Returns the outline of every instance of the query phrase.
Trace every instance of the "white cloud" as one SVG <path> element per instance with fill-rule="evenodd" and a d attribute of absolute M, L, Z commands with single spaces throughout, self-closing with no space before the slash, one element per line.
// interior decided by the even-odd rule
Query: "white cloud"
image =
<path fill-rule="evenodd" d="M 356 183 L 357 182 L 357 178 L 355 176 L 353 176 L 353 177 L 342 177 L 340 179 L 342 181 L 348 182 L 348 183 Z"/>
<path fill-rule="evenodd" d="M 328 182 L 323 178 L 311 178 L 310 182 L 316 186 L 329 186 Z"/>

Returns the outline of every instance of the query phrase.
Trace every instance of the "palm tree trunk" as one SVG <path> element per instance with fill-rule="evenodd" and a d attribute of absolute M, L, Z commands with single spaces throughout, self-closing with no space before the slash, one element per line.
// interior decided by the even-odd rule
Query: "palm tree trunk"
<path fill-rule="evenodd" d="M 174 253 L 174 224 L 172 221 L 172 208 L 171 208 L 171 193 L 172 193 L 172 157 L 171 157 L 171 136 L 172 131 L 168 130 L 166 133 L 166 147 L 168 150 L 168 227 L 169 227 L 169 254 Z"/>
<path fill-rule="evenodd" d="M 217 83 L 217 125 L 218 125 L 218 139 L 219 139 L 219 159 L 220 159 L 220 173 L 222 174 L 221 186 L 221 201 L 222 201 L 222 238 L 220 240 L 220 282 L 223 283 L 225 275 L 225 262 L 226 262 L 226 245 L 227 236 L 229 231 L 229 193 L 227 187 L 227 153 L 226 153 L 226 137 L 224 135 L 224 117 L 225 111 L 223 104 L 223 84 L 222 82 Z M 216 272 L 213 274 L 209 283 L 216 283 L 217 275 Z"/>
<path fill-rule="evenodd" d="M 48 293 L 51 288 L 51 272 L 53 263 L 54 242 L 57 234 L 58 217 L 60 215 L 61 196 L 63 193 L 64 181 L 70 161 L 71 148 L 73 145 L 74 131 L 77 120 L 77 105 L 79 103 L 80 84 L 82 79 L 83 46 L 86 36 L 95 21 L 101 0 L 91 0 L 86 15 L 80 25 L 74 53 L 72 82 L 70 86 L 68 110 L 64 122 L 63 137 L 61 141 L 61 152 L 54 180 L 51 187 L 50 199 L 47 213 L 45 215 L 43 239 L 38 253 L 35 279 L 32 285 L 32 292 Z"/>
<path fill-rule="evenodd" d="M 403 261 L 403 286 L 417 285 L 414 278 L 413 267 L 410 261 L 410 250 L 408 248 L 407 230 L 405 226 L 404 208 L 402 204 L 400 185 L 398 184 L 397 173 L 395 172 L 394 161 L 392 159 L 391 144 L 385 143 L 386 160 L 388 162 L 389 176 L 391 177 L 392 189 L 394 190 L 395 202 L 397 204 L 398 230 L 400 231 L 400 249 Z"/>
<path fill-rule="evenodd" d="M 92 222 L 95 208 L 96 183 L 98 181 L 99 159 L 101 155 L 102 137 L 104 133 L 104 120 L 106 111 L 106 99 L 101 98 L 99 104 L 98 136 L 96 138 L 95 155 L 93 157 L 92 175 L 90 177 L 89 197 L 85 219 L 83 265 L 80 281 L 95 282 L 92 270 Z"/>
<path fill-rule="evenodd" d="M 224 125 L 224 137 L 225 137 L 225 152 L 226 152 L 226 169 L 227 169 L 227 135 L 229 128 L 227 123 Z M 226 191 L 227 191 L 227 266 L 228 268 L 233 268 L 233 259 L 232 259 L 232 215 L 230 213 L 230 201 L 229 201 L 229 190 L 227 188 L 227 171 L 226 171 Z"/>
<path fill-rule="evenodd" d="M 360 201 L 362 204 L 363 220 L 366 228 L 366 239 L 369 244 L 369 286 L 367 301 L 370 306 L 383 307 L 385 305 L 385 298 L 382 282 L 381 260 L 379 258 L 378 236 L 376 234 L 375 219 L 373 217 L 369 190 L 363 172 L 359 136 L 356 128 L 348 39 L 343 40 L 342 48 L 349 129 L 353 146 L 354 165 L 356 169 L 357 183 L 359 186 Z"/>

---

▸ Problem details
Reproduce all the entries above, switching each "instance" to "occurrence" and changing nothing else.

▸ Result
Returns the outline of every occurrence of the query phrase.
Trace every occurrence of the "white cloud" as one SVG <path> element per occurrence with fill-rule="evenodd" and a d attribute of absolute M, L, Z commands with single spaces throughout, self-closing with no space before the slash, one element per line.
// interior decided by the even-odd rule
Query: "white cloud"
image =
<path fill-rule="evenodd" d="M 356 183 L 357 182 L 357 178 L 355 176 L 353 176 L 353 177 L 342 177 L 340 179 L 342 181 L 348 182 L 348 183 Z"/>
<path fill-rule="evenodd" d="M 328 182 L 323 178 L 311 178 L 310 182 L 316 186 L 329 186 Z"/>

Returns the outline of every occurrence of the query phrase.
Trace every occurrence of the "palm tree trunk" as one SVG <path> element per occurrence with fill-rule="evenodd" and a d attribute of absolute M, L, Z commands with single spaces throughout, self-closing with no space before the slash, one element per line.
// interior decided by the even-odd rule
Query: "palm tree trunk"
<path fill-rule="evenodd" d="M 174 253 L 174 224 L 172 221 L 172 208 L 171 208 L 171 193 L 172 193 L 172 157 L 171 157 L 171 136 L 172 131 L 168 130 L 166 133 L 166 147 L 168 150 L 168 227 L 169 227 L 169 254 Z"/>
<path fill-rule="evenodd" d="M 217 83 L 217 125 L 218 125 L 218 139 L 219 139 L 219 159 L 220 159 L 220 173 L 222 174 L 221 186 L 221 201 L 222 201 L 222 238 L 220 240 L 220 282 L 223 283 L 225 275 L 225 262 L 226 262 L 226 245 L 227 236 L 229 231 L 229 193 L 227 187 L 227 153 L 226 153 L 226 137 L 224 135 L 224 117 L 225 111 L 223 104 L 223 84 L 222 82 Z M 216 272 L 213 274 L 209 283 L 216 283 L 217 275 Z"/>
<path fill-rule="evenodd" d="M 48 293 L 51 288 L 51 272 L 53 263 L 54 242 L 57 234 L 58 217 L 60 215 L 61 196 L 63 193 L 64 181 L 70 161 L 71 148 L 73 145 L 74 131 L 77 120 L 77 105 L 79 103 L 80 84 L 82 79 L 83 46 L 86 36 L 95 21 L 101 0 L 91 0 L 86 15 L 80 25 L 74 53 L 72 82 L 70 86 L 68 110 L 64 122 L 63 137 L 61 141 L 61 152 L 54 180 L 51 187 L 50 199 L 47 213 L 45 215 L 43 239 L 38 253 L 35 279 L 32 285 L 32 292 Z"/>
<path fill-rule="evenodd" d="M 403 261 L 403 286 L 417 285 L 414 278 L 413 267 L 410 261 L 410 250 L 408 248 L 407 230 L 405 226 L 404 208 L 402 204 L 400 185 L 398 184 L 397 173 L 395 172 L 394 161 L 392 159 L 391 144 L 385 143 L 386 160 L 388 162 L 389 176 L 391 177 L 392 189 L 394 190 L 395 202 L 397 204 L 398 230 L 400 231 L 400 249 Z"/>
<path fill-rule="evenodd" d="M 92 222 L 95 208 L 96 183 L 98 181 L 99 159 L 101 155 L 102 137 L 104 133 L 104 120 L 106 111 L 106 99 L 101 98 L 99 104 L 98 136 L 96 138 L 95 155 L 93 157 L 92 175 L 90 177 L 89 197 L 85 219 L 83 265 L 80 281 L 95 282 L 92 270 Z"/>
<path fill-rule="evenodd" d="M 224 125 L 224 137 L 225 137 L 225 152 L 226 152 L 226 169 L 227 169 L 227 135 L 229 128 L 227 123 Z M 226 191 L 227 191 L 227 266 L 228 268 L 233 268 L 233 259 L 232 259 L 232 215 L 230 213 L 230 201 L 229 201 L 229 190 L 227 188 L 227 171 L 226 171 Z"/>
<path fill-rule="evenodd" d="M 360 201 L 362 204 L 363 220 L 366 228 L 366 239 L 369 244 L 369 286 L 367 301 L 370 306 L 383 307 L 385 305 L 385 298 L 382 282 L 381 260 L 379 258 L 378 236 L 376 234 L 375 219 L 373 217 L 369 190 L 363 172 L 359 136 L 356 128 L 348 39 L 343 40 L 342 48 L 349 129 L 353 146 L 354 165 L 356 169 L 357 183 L 359 186 Z"/>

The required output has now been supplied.